-- start Listed entries --

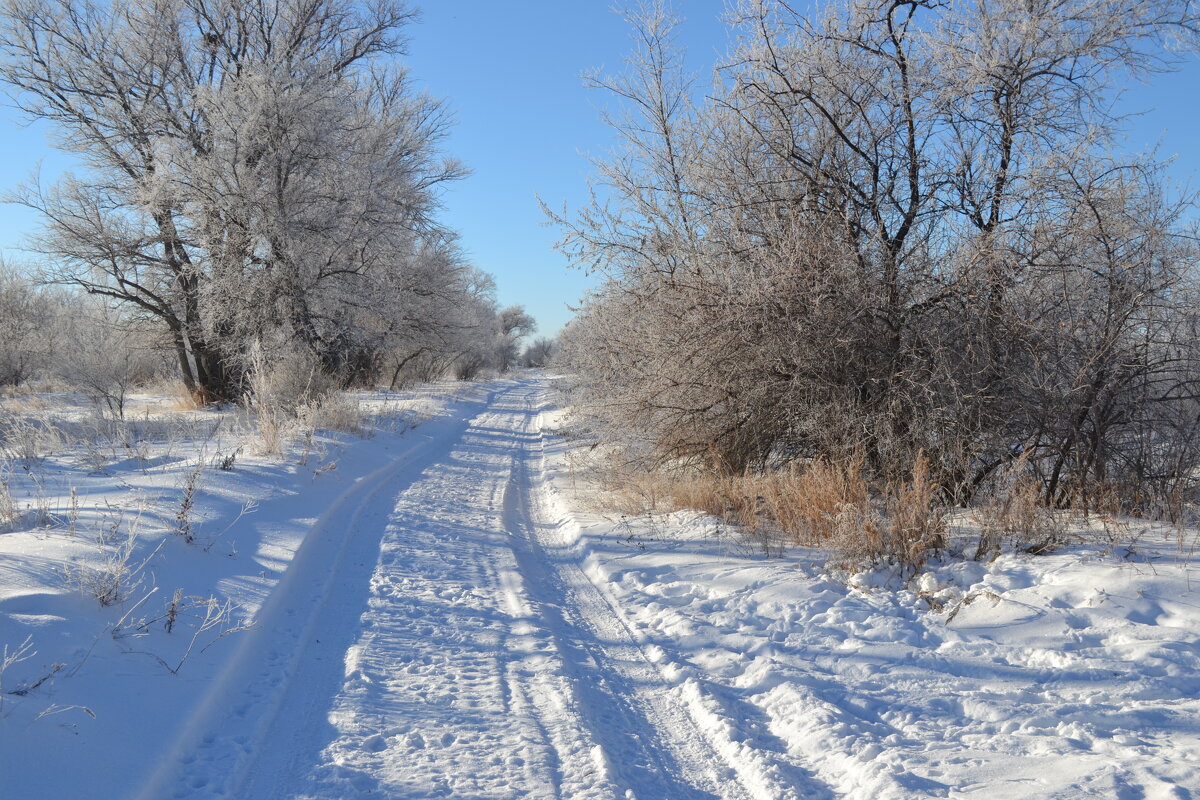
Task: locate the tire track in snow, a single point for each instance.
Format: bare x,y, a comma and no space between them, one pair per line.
235,728
631,745
703,725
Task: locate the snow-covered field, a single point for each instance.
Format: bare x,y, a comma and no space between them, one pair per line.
442,615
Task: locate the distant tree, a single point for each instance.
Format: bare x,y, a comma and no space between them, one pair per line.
511,325
539,353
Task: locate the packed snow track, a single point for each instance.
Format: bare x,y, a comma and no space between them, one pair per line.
433,637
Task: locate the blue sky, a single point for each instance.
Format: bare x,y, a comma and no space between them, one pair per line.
510,72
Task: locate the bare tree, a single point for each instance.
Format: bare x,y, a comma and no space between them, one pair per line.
247,163
893,228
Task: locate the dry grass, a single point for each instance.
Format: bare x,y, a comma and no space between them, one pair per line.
1014,513
822,504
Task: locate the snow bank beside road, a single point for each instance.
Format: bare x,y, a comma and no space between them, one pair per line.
100,723
1065,675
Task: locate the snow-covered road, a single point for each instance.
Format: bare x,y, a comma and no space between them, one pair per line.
443,615
431,641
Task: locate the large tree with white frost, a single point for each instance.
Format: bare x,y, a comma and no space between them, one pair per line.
253,172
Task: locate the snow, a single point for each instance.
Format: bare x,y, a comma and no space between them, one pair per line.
444,614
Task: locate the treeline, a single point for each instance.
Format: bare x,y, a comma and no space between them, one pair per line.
259,186
898,233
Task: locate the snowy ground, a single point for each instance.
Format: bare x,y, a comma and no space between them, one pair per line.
438,617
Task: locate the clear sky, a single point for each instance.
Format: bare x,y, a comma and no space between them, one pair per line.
511,73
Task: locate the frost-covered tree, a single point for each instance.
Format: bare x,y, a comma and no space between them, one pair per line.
893,228
252,170
511,325
28,318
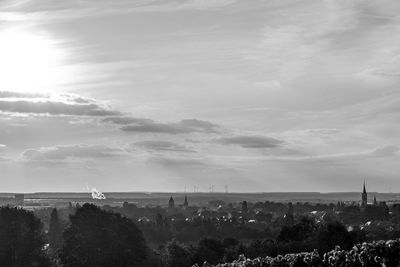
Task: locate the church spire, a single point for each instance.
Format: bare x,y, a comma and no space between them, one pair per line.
364,190
364,197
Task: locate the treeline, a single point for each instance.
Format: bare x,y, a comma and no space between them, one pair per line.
374,254
303,236
92,238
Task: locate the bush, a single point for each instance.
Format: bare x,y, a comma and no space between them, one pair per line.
378,253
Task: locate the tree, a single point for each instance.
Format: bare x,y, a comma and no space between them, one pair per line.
98,238
55,230
334,234
210,250
21,239
177,255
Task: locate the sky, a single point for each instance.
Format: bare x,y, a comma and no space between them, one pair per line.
163,95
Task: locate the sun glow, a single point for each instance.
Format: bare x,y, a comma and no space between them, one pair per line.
30,62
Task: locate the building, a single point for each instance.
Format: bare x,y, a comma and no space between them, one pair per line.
171,204
364,197
185,203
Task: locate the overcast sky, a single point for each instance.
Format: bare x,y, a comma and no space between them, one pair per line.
156,95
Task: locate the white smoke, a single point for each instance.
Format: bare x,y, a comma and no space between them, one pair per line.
96,194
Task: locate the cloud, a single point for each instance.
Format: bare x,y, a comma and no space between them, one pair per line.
175,162
150,126
62,104
58,153
162,146
126,120
250,141
386,151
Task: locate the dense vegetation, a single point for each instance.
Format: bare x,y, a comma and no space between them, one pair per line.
124,236
374,254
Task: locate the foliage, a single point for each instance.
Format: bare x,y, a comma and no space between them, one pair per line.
378,253
21,239
98,238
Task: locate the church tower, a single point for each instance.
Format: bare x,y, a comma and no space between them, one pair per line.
185,204
171,204
364,197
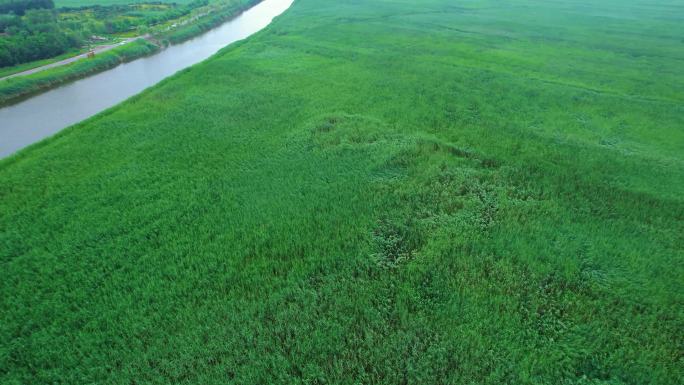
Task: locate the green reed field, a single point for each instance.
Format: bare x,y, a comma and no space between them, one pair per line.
368,192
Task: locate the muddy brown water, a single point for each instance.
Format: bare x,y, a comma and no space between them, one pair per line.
45,114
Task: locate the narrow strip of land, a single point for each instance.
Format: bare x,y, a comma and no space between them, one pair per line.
95,50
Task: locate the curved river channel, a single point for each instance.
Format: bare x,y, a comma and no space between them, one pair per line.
43,115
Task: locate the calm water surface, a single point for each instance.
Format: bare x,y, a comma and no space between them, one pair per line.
43,115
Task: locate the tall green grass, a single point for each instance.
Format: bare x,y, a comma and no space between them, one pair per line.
20,87
375,192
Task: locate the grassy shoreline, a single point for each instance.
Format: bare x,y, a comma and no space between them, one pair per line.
363,193
16,89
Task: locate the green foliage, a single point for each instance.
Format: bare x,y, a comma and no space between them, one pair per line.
19,7
374,192
16,88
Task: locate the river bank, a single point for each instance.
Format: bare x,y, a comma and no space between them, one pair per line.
17,88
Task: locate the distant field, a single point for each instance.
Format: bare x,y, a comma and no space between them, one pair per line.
368,192
80,3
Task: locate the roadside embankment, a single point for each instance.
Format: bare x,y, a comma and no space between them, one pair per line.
21,87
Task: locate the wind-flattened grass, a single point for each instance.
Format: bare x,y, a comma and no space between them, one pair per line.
378,192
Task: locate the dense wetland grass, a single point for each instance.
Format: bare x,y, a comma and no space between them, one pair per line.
376,192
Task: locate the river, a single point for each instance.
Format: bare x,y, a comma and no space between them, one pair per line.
45,114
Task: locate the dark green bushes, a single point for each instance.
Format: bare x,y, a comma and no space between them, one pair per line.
16,88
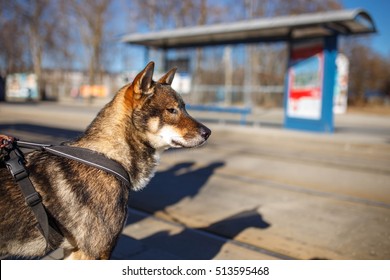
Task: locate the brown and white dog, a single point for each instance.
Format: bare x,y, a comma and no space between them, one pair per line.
90,205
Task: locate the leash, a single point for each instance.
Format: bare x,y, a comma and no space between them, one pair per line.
14,159
82,155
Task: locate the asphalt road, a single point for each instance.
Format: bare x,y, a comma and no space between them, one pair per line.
252,192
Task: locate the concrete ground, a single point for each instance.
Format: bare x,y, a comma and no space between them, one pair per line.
253,192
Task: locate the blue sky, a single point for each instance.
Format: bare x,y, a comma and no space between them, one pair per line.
379,11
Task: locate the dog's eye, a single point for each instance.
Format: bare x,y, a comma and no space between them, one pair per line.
172,110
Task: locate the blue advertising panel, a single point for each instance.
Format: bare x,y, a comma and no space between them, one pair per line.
309,85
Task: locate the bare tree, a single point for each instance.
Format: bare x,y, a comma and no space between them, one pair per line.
32,28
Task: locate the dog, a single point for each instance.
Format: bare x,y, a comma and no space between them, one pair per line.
89,205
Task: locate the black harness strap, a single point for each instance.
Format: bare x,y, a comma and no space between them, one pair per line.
85,156
33,199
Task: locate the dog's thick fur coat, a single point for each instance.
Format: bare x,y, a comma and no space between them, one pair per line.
89,205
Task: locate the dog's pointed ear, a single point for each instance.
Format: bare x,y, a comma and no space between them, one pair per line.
143,82
168,77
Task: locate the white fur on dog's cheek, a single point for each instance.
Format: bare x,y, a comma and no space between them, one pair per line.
162,139
168,133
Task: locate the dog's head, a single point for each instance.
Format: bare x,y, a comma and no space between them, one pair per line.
159,112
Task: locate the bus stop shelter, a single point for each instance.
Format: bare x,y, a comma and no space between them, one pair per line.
312,40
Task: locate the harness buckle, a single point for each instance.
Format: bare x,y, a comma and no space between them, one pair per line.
33,199
17,169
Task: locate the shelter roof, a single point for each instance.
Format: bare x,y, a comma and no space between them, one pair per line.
282,28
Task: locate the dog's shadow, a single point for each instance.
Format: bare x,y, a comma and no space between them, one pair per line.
170,186
191,243
166,189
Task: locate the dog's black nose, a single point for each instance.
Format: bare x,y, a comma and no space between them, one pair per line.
205,132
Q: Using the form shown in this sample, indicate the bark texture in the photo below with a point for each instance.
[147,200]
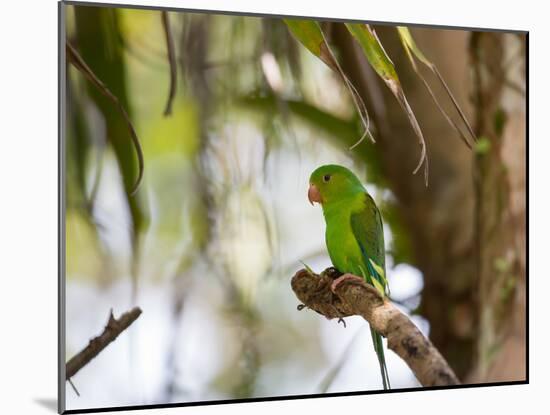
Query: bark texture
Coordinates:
[113,328]
[356,298]
[473,212]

-- end Listed entries --

| What to produce |
With pictures omitted, reproduce exactly the lines from the line containing "Task: locate the dog, a" through the end of the data above.

| Solution to this task |
Task: locate the dog, a single point for each instance.
Format: bare x,y, a comma and no space between them, one pair per line.
89,205
Task: locate the black harness strap, a single point for each instance.
Format: bare x,y, a comma and no space between them, one pair per line.
85,156
33,199
Task: locate the dog's thick fur coat, a single point for each instance.
Format: bare x,y, a comma and no space between them, one pair per line.
89,205
Task: locate the dog's pointed ear, a single point for each instance.
Format: bare x,y, a comma and no space between them, one pair per line.
143,82
168,77
Task: locate the white fur on dog's cheek, a single point for each instance.
Format: bare x,y, a comma and no space between them, one pair per line.
162,139
168,133
Task: locate the dog's head, a single point for each instance.
Format: bare x,y, a comma and no space between them, one pair per line.
159,112
Task: locate the bus stop shelter, a single point for each instance.
Format: bare x,y, a comma and no space between them, one pair per line.
312,40
Task: locate the harness buckle, a single point for each instance.
Format: bare x,y, a comma and no space between them, one pair per line.
33,199
17,169
Task: locate the shelter roof, a single point for each instance.
Format: bare x,y, a comma and no space between them, one pair per line.
282,28
Task: locate the dog's shadow, a single point for each instance.
Format: bare x,y, a comma and no space between them, one pair per line.
170,186
191,243
166,189
Task: locate the dog's black nose, a single point for each instance.
Format: bare x,y, a comma and no space between them, one pair per line.
205,132
Q: Using the form shown in this sample, indicate the bark texture in the photo below with a point for each instance.
[147,200]
Query: bark texture
Coordinates:
[113,328]
[356,298]
[473,212]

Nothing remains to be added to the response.